■ Work request
From the records below, copy out exactly the lines from the one containing "box: [279, 208, 323, 283]" to the one containing "positive clicks: (355, 241)", both included. Add nothing else.
--- Extracted data Enclosed Below ---
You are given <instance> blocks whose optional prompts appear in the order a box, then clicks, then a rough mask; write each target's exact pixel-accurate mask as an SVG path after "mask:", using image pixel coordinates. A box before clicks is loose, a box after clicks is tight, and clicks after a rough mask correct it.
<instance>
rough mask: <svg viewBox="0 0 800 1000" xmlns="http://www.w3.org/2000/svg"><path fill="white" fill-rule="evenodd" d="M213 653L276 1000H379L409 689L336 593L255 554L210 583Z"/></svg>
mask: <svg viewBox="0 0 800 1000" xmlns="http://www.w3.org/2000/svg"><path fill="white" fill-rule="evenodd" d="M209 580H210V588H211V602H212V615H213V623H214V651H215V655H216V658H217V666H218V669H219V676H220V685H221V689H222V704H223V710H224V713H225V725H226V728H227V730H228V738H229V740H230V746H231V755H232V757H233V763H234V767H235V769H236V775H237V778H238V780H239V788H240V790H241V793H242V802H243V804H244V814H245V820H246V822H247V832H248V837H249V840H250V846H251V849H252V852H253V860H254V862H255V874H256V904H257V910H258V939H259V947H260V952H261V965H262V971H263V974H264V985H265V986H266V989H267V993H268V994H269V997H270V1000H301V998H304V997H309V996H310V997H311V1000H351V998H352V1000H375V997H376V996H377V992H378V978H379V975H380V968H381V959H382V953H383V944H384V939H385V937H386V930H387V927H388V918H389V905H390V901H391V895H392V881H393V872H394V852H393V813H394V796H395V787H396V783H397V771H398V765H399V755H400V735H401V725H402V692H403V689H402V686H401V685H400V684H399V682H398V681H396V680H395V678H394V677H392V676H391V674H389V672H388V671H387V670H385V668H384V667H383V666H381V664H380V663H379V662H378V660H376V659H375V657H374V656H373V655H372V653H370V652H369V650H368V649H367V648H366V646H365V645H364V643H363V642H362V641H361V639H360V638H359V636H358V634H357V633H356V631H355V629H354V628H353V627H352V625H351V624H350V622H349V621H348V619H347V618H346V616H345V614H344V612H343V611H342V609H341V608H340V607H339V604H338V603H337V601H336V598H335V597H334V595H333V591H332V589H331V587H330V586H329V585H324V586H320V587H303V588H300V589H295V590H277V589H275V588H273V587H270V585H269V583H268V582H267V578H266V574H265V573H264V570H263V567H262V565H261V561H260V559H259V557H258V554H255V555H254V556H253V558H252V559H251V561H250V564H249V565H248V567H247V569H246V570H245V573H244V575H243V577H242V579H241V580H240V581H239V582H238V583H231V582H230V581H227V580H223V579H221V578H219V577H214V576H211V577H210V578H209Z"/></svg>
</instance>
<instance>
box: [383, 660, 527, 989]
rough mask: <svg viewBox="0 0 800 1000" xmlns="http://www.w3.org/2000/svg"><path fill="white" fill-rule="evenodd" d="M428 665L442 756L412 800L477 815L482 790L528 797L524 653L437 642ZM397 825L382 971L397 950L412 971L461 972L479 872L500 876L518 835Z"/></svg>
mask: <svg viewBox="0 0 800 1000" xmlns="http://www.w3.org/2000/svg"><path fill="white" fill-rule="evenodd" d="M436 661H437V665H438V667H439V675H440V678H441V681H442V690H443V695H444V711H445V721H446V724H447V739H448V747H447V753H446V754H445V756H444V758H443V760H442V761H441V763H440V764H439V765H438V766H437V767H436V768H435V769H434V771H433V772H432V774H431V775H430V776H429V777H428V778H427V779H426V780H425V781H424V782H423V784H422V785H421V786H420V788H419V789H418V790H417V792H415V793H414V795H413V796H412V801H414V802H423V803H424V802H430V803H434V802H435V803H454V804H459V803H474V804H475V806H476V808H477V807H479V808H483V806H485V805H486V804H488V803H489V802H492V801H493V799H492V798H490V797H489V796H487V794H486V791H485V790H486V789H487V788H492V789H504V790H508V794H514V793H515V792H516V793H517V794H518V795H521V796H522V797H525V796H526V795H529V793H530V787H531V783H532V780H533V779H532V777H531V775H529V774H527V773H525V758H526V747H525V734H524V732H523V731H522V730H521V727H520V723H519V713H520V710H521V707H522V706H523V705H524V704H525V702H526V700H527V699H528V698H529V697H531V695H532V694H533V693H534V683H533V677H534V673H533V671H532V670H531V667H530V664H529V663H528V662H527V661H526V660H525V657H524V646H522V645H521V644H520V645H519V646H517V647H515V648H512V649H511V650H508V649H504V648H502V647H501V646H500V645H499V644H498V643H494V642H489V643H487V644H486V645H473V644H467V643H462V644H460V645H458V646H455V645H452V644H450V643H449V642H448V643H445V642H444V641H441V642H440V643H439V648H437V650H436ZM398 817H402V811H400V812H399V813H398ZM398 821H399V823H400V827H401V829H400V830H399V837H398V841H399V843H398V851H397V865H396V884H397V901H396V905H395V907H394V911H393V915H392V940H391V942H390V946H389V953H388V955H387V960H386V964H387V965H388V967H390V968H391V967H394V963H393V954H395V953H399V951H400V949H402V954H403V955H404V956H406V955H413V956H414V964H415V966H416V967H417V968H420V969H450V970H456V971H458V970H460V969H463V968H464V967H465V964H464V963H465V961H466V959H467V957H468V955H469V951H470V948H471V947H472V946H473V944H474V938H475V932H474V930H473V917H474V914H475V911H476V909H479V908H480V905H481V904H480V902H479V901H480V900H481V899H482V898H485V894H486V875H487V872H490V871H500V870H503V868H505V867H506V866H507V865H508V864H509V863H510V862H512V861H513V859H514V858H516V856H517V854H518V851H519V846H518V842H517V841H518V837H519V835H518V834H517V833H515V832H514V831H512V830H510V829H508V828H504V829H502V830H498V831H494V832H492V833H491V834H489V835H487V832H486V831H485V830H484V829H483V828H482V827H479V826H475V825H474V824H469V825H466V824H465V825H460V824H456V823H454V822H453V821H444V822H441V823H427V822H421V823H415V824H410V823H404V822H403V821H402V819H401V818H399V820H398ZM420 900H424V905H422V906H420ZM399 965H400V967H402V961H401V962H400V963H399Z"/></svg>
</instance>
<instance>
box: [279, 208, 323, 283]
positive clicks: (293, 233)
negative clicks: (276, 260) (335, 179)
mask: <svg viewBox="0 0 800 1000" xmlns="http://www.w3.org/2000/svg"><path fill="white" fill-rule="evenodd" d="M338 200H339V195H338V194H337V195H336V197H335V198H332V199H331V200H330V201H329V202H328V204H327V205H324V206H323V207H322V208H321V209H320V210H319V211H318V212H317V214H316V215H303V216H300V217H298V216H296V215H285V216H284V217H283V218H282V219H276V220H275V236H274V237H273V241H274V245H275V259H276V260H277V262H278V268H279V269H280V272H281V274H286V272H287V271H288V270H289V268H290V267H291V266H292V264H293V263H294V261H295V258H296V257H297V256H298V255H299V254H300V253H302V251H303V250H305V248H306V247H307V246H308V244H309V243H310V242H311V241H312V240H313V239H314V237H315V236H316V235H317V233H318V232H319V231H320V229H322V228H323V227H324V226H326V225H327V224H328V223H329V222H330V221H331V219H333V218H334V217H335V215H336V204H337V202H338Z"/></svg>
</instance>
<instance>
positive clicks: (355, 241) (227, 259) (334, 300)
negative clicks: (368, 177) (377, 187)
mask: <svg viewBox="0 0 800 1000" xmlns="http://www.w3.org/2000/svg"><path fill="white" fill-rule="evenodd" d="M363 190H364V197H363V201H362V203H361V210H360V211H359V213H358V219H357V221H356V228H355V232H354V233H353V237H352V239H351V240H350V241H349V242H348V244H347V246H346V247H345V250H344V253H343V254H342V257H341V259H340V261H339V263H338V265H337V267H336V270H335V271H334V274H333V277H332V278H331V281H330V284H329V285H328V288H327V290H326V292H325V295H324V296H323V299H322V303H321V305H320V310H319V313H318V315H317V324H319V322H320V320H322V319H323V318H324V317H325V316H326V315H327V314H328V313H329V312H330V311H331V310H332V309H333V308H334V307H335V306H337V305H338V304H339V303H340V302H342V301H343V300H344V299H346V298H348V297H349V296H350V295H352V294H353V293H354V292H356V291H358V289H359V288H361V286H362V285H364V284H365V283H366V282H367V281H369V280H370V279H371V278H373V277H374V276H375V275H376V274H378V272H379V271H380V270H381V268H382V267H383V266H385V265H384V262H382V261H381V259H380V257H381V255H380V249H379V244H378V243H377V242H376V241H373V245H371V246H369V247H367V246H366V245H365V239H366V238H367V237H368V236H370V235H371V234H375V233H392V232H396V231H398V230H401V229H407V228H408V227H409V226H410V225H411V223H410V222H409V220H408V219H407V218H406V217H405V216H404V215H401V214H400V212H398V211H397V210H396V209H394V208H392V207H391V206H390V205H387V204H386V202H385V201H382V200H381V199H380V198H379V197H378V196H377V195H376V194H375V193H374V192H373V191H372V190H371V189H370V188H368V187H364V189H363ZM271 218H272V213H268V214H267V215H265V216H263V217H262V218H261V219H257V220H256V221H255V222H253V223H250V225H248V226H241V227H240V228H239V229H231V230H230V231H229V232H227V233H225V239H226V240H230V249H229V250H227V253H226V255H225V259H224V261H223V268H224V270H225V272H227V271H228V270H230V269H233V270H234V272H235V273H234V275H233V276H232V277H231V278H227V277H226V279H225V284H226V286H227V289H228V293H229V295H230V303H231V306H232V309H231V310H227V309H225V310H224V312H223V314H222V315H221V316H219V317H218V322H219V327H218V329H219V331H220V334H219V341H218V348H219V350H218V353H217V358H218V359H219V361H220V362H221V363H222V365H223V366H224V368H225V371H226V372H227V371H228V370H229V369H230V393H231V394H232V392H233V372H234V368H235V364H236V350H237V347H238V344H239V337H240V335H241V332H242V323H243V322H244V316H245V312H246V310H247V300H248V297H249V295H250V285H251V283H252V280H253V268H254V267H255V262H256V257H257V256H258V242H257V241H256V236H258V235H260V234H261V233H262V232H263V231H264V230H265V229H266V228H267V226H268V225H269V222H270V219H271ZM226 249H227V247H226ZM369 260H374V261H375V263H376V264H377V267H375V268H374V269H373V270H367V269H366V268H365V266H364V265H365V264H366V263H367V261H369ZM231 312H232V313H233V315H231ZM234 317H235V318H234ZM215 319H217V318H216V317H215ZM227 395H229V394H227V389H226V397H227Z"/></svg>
--- End of Enclosed Extracted data ---
■ Solution to the exercise
box: [279, 208, 323, 283]
positive clicks: (293, 233)
negative clicks: (276, 260) (335, 179)
mask: <svg viewBox="0 0 800 1000" xmlns="http://www.w3.org/2000/svg"><path fill="white" fill-rule="evenodd" d="M338 200H339V195H338V194H337V195H336V197H335V198H332V199H331V200H330V201H329V202H328V204H327V205H324V206H323V207H322V208H321V209H320V210H319V211H318V212H317V214H316V215H303V216H300V217H298V216H296V215H285V216H284V217H283V218H282V219H276V220H275V236H274V237H273V241H274V245H275V259H276V260H277V262H278V268H279V269H280V272H281V274H286V272H287V271H288V270H289V268H290V267H291V266H292V264H293V263H294V261H295V258H296V257H297V256H298V255H299V254H300V253H302V251H303V250H305V248H306V247H307V246H308V244H309V243H310V242H311V241H312V240H313V239H314V237H315V236H316V235H317V233H318V232H319V231H320V229H322V228H323V227H324V226H326V225H327V224H328V223H329V222H330V221H331V219H333V218H334V217H335V215H336V204H337V202H338Z"/></svg>
</instance>
<instance>
positive clicks: (355, 241) (227, 259) (334, 300)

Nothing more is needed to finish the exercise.